> _TO DO_: Reproduce all entries precisely, down to the last character.

(A block of data)
▶

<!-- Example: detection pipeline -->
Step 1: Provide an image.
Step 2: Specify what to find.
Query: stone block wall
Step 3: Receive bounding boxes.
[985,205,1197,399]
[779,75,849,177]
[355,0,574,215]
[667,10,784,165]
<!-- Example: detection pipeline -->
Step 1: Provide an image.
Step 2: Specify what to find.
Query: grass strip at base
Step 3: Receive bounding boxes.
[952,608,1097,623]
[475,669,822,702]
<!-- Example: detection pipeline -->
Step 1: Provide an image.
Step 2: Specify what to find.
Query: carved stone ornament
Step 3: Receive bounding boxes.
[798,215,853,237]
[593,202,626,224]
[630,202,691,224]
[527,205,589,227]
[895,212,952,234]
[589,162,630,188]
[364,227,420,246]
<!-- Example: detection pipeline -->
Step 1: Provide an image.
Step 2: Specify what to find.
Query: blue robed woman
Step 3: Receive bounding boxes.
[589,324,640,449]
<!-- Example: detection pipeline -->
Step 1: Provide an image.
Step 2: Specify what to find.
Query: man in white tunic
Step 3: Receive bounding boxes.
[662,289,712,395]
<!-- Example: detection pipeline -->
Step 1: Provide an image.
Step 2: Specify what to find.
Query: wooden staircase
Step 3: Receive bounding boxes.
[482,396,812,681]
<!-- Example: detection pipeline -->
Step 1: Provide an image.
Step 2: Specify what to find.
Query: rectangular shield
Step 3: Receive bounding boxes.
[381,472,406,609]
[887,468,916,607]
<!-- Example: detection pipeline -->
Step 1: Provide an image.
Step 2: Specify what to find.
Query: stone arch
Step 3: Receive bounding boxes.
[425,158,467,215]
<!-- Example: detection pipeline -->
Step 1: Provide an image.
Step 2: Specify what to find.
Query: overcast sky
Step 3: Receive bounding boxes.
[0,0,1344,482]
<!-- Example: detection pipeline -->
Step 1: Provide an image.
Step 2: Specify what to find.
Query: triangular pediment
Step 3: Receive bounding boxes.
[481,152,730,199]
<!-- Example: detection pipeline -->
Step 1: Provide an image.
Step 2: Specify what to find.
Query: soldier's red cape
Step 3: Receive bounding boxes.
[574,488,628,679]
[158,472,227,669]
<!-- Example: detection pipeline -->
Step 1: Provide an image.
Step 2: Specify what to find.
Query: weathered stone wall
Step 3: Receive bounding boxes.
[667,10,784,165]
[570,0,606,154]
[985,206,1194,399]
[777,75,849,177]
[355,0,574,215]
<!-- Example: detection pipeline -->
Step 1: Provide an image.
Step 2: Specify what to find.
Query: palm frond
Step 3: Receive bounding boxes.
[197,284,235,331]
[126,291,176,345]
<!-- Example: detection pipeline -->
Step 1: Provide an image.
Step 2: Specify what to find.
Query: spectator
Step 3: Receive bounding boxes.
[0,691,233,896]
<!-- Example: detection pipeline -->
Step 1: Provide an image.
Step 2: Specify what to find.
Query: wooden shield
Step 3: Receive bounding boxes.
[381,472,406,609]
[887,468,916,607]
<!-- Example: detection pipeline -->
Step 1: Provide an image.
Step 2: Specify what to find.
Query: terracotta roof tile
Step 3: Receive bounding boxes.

◀

> _FINAL RESULT_:
<!-- Example: detection pipeline -->
Step 1: Provide an image.
Step 2: Specify what to find.
Query: stone block wall
Step 3: Receive bounding boxes.
[985,205,1197,399]
[779,75,849,177]
[355,0,574,215]
[667,10,784,165]
<!-- Example: detection pipeline -->
Step 1: Provide an image.
Step 2: Specify what to find.
Query: grass strip at base
Step 3: Receive bounding boxes.
[952,608,1097,623]
[475,669,822,702]
<!-- Example: detection pipeline -->
Step 1: Provide an image.
Step 2: Specify what to find.
Query: carved stone ornament
Step 3: Receive bounding boxes.
[798,215,853,237]
[593,202,626,224]
[630,202,691,224]
[527,205,589,227]
[895,212,952,234]
[589,162,630,188]
[364,227,420,246]
<!-- Example: detection pipeline -->
Step 1: Provide an image.
Step 2: Specify what to find.
Query: blue robed woman
Step 3: Receive bounding boxes.
[589,324,640,449]
<!-- Example: detection pipeline -->
Step 1: Provide an image.
Step 2: Specify what to find.
Query: man in white tunic
Step 3: Receive bounding boxes.
[662,289,712,395]
<!-- Example: detection pipeline -->
Step 1: Provide an image.
Step 2: Specify what to find.
Query: wooden staircase
Step 3: Receive bounding boxes.
[482,396,812,681]
<!-- Example: detection pipeline -->
Step 1: Provide an image.
Step 2: Specify what to find.
Query: rectangular shield
Step 3: Receive bounding boxes.
[381,472,406,609]
[887,468,916,607]
<!-- Example: detection pipeline -->
Step 1: Provide an image.
Step 2: Specify what to find.
Query: stone arch
Step 3: Receive bounding boxes.
[425,158,467,215]
<!-- Example: detection pipeline -->
Step 1: Provide an image.
Step 2: Specify what to find.
Query: overcast sky
Step 3: Receive bounding boxes.
[0,0,1344,482]
<!-- Example: detection pipeline -->
Step 1: Provide an image.
Step 2: Specify what to find.
Query: triangular pediment
Step 3: Receive bounding boxes.
[481,152,730,199]
<!-- Example: detection pipeline -->
Step 1: Provide an image.
Step 2: Specify what to find.
Query: soldier's red cape
Step 3: Receive bounding boxes.
[574,488,628,679]
[158,472,227,669]
<!-- Example: detection pipeline -->
Step 1: Provide an image.
Step 2: Specify what to find.
Query: weathered stone wall
Step 3: Receive bounding boxes.
[667,10,784,165]
[570,0,606,154]
[985,206,1194,399]
[777,75,849,177]
[355,0,574,215]
<!-- Example: detection pipeline -->
Step 1: Provide an image.
Step 2: Specify what to find.
Query: palm frond
Step 3: Receive bounding boxes.
[197,284,235,331]
[126,291,176,345]
<!-- Example: detection pipeline -->
Step 1: Provide an image.
Step 2: Specify what to find.
Query: spectator
Step 3: Receive bounding boxes.
[0,691,233,896]
<!-- Example: detection pipeline -->
Step 1: Provide an image.
Step 2: Specify what to find.
Query: wooden shield
Step 3: Receive bounding boxes.
[381,472,406,609]
[887,468,916,607]
<!-- Example: detection pipeline -->
Step 1: Provide an image.
Step 2: Specify what to find.
Query: terracotta roof tile
Step 3: Receive bounding boxes.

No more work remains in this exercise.